*** AUSGEWÄHLTER TEXT ***

Portrait von Ronja Kemmer
Ronja Kemmer
CDU
90 %
66 / 73 Fragen beantwortet
Frage von Robert W. •

Frau Alice Weidel hat heute in ihrer Rede im Bundestag skizziert, für was für ein Deutschland sie sich im nächsten Bundestag einsetzen möchte. Was war daran aus Sicht der CDU falsch.

Sehr geehrte Frau Kemmer, es würde mich interessieren, welche ganz konkreten Ziele der AfD, die in der Rede von Frau Weidel angesprochen wurden Sie persönlich nicht mittragen können. Könnten Sie mir bie diesen Punkten dann Ihre abweichenden Vorstellungen beschreiben.

Portrait von Ronja Kemmer
Antwort von
CDU

Lieber Herr W.,

vielen lieben Dank, dass Sie sich mit Ihrem Anliegen an mich gewendet haben.

***

AUFGABEN:
A – Beantworte anhand des Textes zur Bürgeranfrage an Ronja Kemmer:
(i) Welcher Partei gehört Ronja Kemmer an?
(ii) Wie viele von wie vielen Fragen hat sie beantwortet?
(iii) Wessen Bundestagsrede greift der Fragesteller auf?
B – Setze den Text zur Bürgeranfrage an Ronja Kemmer nach seinem letzten Satz fort.
Die Zeilen spielen hierfür keine Rolle.

*** VORLIEGENDE DATEN ***

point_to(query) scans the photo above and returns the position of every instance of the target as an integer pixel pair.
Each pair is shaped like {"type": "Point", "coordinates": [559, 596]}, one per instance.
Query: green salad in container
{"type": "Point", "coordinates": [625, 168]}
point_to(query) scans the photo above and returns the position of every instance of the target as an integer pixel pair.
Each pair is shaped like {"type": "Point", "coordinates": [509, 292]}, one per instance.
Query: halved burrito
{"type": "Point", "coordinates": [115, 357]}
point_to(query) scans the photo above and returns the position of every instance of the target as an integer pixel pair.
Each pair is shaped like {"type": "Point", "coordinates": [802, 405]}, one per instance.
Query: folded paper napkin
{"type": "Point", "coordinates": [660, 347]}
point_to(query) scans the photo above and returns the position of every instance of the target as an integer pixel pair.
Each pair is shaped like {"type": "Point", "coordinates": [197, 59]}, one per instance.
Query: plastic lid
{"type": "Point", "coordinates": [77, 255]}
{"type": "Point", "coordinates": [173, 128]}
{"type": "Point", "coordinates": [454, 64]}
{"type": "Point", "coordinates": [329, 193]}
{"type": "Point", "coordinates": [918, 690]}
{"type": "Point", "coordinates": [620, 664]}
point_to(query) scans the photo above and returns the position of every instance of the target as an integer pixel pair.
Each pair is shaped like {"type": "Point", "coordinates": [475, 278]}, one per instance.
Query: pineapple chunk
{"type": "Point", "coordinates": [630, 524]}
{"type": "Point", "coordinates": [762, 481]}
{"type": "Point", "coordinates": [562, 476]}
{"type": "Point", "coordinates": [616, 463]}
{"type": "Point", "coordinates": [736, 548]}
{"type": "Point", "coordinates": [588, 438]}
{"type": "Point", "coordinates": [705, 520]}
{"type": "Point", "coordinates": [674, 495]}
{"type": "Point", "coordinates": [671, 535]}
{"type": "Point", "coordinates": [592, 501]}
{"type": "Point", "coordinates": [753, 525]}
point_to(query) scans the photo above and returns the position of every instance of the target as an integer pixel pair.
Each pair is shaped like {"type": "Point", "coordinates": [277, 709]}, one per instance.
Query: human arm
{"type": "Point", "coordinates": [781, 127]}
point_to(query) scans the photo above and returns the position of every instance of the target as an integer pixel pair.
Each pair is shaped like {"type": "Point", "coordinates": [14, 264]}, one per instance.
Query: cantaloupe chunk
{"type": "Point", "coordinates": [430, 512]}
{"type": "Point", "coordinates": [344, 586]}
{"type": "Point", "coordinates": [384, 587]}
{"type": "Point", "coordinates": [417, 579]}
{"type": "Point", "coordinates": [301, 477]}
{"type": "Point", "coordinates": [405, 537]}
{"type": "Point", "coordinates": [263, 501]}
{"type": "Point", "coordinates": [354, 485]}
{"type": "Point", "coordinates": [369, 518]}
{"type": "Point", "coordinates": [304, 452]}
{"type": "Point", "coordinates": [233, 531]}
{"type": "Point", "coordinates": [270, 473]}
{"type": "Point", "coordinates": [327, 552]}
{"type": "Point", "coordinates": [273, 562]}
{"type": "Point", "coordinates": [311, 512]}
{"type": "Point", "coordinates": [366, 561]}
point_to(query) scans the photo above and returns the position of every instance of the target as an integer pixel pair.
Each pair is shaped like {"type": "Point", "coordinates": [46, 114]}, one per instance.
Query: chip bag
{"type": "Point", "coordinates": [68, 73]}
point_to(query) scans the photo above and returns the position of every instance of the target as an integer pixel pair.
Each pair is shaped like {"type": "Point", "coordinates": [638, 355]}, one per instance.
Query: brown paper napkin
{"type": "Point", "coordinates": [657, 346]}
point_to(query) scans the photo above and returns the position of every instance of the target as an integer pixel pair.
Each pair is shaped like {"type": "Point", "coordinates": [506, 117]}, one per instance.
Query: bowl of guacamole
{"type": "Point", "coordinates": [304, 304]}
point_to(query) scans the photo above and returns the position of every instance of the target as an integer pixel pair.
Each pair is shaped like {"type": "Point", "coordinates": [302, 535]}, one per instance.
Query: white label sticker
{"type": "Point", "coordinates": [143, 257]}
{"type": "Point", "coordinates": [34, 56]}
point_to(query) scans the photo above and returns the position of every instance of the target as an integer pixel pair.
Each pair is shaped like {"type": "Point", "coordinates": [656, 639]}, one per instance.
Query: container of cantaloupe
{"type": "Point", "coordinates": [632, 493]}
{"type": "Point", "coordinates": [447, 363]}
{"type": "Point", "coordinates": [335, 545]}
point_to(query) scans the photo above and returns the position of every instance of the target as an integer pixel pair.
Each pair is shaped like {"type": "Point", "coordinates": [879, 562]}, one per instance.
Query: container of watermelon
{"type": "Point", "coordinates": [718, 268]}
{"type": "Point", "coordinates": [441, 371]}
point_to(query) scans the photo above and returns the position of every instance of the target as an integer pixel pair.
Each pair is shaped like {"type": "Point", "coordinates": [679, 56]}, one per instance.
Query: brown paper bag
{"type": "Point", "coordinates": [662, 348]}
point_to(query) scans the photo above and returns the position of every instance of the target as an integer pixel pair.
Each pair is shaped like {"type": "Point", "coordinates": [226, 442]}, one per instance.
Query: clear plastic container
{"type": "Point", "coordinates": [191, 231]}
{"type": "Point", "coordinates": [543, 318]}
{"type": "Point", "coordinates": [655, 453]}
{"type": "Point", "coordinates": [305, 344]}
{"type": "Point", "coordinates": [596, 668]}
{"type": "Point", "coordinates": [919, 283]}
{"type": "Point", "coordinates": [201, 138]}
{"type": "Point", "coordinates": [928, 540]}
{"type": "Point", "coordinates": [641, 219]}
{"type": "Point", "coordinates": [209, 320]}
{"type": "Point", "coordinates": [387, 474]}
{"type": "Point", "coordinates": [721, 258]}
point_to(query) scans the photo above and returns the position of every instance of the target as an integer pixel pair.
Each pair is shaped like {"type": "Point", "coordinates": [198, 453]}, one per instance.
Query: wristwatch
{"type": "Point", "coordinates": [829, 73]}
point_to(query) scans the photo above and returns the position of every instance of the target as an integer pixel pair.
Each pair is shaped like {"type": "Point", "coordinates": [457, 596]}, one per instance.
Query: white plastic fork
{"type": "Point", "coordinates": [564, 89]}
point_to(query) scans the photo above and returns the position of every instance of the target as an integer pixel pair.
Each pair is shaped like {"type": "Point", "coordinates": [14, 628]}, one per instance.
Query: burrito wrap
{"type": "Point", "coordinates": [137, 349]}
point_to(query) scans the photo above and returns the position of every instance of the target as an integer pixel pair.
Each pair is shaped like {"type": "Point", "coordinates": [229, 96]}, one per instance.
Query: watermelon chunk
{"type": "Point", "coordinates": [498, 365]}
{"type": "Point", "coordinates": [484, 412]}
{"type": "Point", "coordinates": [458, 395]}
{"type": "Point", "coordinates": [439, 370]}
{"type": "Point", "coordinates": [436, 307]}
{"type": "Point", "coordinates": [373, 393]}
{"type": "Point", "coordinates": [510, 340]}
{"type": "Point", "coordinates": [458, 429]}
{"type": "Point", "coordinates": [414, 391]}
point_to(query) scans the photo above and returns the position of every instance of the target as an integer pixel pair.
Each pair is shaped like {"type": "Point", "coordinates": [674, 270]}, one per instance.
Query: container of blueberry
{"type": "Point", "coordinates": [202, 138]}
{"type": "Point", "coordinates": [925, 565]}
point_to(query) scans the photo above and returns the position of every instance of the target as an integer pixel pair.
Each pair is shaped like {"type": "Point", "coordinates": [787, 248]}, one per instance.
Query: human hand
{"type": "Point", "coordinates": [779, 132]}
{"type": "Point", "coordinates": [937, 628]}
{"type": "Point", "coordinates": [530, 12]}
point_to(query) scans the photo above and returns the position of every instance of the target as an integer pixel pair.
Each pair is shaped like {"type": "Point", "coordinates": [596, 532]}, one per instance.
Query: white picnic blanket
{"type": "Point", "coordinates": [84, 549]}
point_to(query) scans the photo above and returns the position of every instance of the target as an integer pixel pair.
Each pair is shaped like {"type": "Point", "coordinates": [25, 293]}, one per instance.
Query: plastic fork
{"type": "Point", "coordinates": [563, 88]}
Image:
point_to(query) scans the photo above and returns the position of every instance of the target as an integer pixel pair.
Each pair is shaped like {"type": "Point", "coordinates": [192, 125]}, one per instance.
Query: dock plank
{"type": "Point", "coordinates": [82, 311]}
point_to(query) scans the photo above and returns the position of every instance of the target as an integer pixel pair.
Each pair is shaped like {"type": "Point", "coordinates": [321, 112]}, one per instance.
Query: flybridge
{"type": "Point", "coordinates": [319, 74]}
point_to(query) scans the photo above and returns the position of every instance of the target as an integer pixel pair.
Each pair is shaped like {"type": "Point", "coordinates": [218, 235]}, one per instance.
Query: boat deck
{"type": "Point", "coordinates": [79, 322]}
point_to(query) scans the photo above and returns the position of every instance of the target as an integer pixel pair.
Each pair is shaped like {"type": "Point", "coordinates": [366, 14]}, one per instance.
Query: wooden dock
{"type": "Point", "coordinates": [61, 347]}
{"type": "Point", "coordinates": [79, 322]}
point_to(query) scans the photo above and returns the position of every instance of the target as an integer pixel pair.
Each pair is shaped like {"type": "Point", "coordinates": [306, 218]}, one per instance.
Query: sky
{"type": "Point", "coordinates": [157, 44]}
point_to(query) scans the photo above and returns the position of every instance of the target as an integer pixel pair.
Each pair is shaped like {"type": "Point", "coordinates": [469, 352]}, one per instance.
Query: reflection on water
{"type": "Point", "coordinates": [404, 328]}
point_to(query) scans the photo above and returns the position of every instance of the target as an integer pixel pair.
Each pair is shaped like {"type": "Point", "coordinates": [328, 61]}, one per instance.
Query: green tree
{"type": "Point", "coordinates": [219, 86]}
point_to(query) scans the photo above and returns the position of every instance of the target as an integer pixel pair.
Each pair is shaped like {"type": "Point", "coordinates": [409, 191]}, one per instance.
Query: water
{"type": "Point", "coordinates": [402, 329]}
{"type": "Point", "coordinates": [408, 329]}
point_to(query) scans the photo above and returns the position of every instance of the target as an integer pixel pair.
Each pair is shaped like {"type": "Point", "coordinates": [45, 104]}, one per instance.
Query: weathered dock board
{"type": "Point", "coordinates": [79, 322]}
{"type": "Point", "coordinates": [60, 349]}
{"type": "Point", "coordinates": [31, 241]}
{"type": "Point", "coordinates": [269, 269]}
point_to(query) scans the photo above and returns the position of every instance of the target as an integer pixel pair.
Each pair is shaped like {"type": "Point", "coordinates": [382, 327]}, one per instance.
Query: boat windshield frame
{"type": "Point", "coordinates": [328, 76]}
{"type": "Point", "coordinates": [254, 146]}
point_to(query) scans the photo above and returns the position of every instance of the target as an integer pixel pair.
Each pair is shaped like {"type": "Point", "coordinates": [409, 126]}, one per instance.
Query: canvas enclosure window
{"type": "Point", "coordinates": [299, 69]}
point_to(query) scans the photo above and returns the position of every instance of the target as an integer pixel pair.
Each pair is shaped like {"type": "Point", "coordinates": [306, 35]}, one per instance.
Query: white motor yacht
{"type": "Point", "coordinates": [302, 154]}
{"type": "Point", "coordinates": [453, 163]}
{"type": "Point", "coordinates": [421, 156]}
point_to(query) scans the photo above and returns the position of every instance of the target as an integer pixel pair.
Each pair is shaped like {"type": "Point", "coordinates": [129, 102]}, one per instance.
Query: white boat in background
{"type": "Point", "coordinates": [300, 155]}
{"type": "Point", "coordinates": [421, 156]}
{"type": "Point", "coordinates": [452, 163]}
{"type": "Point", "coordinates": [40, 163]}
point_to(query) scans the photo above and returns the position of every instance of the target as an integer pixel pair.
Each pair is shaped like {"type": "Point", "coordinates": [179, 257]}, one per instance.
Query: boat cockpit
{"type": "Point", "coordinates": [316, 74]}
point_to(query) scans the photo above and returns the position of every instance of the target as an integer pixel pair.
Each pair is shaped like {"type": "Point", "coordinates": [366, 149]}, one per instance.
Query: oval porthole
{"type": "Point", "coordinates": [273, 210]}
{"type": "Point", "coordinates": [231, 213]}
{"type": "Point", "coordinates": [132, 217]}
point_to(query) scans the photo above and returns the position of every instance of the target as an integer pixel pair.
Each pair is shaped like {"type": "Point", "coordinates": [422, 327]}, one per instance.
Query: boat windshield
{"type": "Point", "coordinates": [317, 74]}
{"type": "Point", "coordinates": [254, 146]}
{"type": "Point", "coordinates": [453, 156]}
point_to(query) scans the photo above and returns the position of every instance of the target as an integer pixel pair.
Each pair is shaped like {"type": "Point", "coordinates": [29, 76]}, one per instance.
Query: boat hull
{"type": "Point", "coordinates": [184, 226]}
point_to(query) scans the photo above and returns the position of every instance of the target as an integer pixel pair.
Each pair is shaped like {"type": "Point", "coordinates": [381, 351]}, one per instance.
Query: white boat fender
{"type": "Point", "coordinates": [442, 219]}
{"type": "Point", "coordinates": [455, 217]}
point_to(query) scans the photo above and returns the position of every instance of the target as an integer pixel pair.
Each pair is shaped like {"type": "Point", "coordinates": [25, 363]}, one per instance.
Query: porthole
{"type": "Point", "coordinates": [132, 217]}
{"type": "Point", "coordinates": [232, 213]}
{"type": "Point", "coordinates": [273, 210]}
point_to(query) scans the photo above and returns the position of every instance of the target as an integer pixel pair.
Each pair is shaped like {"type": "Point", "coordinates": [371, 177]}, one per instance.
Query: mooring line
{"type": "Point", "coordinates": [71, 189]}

***

LÖSUNGEN DER REIHE NACH:
A –
(i) Der CDU.
(ii) 66 von 73.
(iii) Die Rede von Alice Weidel.

B –
Es gibt in der Tat so einige Punkte, mit denen ich mit Frau Alice Weidel nicht d'accord gehe. Ihre letzte Rede im Bundestag gleicht ihren restlichen Reden: Sie setzt auf populistische Rhetorik, die Ängste schürt, anstatt konstruktive Lösungen zu bieten. Frau Weidel und die AfD verstärken die gesellschaftliche Spaltung in unserem Land und bieten mal wieder nur provokante und vereinfachte Lösungen, anstatt sachliche und konstruktive Beiträge zu leisten. Zudem überschlagen sich die teils schon in die Tiefen der Verschwörungstheorien abdrifteten Aussagen in Ihrer Rede.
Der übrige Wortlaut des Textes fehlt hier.